(Given passage)

========================

Passwords have been the go-to technology for authenticating a user for over 65 years. We kept tinkering around the edges to try and beef up their security, but in today's cybersecurity landscape usernames and passwords are considered fundamentally flawed and obsolete.
Their time is up. They get stolen, phished, reused, guessed, and tricked out of us by fake websites and other sophisticated methods. They cannot provide the security we need in the next revolution, one that includes AI and quantum computing. Passkeys are the replacement that fixes most of these problems at once.
In many of the engineering gigs I am engaged in, I find a lot of confusion around passkeys. This is my plain-English guide to what a passkey is, how they work, and why it is harder to attack them than the trusty old password you are probably still using.
I want to encourage people to use them, implement them, and get away from passwords that - even with MFA - are not up to the job of protecting your digital assets.
TL;DR
A passkey is a login credential that lives on your device and replaces your password. Instead of you typing a secret that a website has to store and check, your device proves who you are using a piece of cryptography that never leaves your control. There is nothing to remember, nothing to type into a fake site, and nothing useful for an attacker to steal from the website's servers.
If you have ever unlocked your phone with your face or fingerprint, you already understand the experience. That same gesture is all it takes to sign in.
A password or passphrase is known as a secret, because for it to work it has to be shared with the service you are going to use it with. Anyone who overhears or guesses it can pretend to be you. Worse still, most people have shared that same secret with every website they use, so copies of it sit on servers all over the internet, waiting to leak.

========================

(Records)

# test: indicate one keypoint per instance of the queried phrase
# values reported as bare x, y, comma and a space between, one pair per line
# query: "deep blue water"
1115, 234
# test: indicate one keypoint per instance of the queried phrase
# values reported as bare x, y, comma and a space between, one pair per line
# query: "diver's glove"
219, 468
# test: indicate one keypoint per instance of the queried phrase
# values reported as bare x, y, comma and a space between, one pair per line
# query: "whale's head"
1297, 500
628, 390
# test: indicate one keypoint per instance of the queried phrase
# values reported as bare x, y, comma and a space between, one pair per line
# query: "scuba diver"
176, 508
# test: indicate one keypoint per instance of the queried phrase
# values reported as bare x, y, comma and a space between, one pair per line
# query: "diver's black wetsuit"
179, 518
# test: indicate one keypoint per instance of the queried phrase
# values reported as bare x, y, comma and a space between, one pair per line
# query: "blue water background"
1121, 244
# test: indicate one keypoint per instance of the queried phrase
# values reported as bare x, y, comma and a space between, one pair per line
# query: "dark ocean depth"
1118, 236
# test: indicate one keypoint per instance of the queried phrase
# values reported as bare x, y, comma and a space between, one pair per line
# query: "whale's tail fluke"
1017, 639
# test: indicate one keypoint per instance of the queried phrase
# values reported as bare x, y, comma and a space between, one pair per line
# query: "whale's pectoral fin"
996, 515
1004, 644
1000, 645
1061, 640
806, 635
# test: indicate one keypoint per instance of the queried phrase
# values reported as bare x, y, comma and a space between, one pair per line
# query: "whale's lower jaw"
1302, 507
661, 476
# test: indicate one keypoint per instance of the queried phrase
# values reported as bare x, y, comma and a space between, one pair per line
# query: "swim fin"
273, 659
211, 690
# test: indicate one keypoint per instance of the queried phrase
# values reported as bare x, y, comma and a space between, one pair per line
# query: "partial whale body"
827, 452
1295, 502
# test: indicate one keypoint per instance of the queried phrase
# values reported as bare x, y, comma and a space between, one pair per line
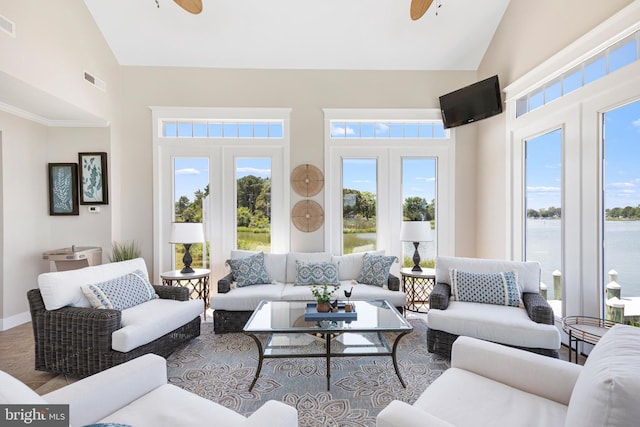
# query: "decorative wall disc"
307, 180
307, 215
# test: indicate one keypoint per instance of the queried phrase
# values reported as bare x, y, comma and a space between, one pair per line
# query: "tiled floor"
17, 358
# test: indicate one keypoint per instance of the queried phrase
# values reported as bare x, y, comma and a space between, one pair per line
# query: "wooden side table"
198, 281
584, 329
418, 285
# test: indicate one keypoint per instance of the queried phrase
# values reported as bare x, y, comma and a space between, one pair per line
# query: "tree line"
254, 205
627, 213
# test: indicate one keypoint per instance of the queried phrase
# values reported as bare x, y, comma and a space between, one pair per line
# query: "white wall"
306, 93
25, 223
530, 32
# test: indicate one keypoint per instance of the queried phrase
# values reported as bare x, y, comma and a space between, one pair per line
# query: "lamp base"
416, 258
186, 260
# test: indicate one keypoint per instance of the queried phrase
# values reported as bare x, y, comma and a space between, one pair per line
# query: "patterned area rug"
221, 368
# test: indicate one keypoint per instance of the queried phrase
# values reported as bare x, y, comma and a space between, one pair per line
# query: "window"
616, 56
227, 168
419, 204
359, 212
543, 229
622, 201
371, 177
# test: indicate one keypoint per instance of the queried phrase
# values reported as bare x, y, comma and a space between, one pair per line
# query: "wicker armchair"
537, 309
74, 340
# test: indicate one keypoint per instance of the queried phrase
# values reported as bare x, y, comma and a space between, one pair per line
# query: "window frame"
221, 203
389, 153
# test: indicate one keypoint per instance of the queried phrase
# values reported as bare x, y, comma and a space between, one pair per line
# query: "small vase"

========================

(Short exercise A) Reproduce the part of the passkeys guide starting with "In many of the" and going on through "the website's servers.", word for word.
(Short exercise B) Write the next part of the passkeys guide, picking up after its final sentence.
The data was taken from a source separate from the passkeys guide.

(Exercise output A)
In many of the engineering gigs I am engaged in, I find a lot of confusion around passkeys. This is my plain-English guide to what a passkey is, how they work, and why it is harder to attack them than the trusty old password you are probably still using.
I want to encourage people to use them, implement them, and get away from passwords that - even with MFA - are not up to the job of protecting your digital assets.
TL;DR
A passkey is a login credential that lives on your device and replaces your password. Instead of you typing a secret that a website has to store and check, your device proves who you are using a piece of cryptography that never leaves your control. There is nothing to remember, nothing to type into a fake site, and nothing useful for an attacker to steal from the website's servers.

(Exercise output B)
A passkey works differently. Think of it as a matched lock and key. The website has the lock. Your device keeps the key, and the key never leaves your pocket. When you sign in, the website holds up its lock, your device quietly proves it has the matching key without sending the key to the website, and you are in. The key itself never travels across the internet, so there is nothing for anyone to intercept.
So where does your fingerprint or face fit in? Picture the key being kept in a small safe. Your biometric is the combination that unlocks that safe, and your face or fingerprint's only job is to convince your device that the right person is controlling it. Once the safe opens, the key inside does the real work of signing you in.
Your face or fingerprint never leaves your device. The match happens inside your device's secure hardware, and nothing about your biometric is ever sent across the internet. What travels to the website is proof that your device holds the matching key, and it is that proof, not your biometric, that the website checks and trusts. The lock on the safe is also interchangeable: swap the biometric for a PIN and the safe, the key, and every step of the login work exactly the same. It is also why a thief with your phone still cannot use your passkey. They can hold the safe, but they cannot open it.
The diagram below traces the whole journey. The thing to notice is the red line. Your biometric stays on your side of it, and only the cryptographic proof ever crosses to the website.
Two locks, two jobs: the biometric unlocks the safe, the passkey does the signing.
What actually happens under the hood
Passkeys are built on something called public key cryptography, which sounds intimidating but rests on the idea that keys come in matched pairs. When you create a passkey for a website, your device generates two keys that belong together.
- A private key, which stays locked on your device and is never shared with anyone.
- A public key, which is sent to the website and stored there. On its own it is useless to an attacker.
A passkey is one half of a matched pair: the private key never leaves the device.
The clever part is that a message scrambled by one key in the pair can only be checked using the other. So when you sign in, the website sends your device a one-off puzzle (a random "challenge"). Your device signs that challenge with the private key it has been guarding, and sends the signed answer back. The website checks the answer against the public key it stored earlier. If it matches, you must be holding the real private key, so you are let in. No secret is ever transmitted, which means there is nothing for an eavesdropper to grab.
This is the real break from passwords. A password is a shared secret. The actual secret has to travel to the server and be stored there, which is exactly why password databases are such a prize when they leak. A passkey removes that target completely, because the thing on the server is only ever the useless public half.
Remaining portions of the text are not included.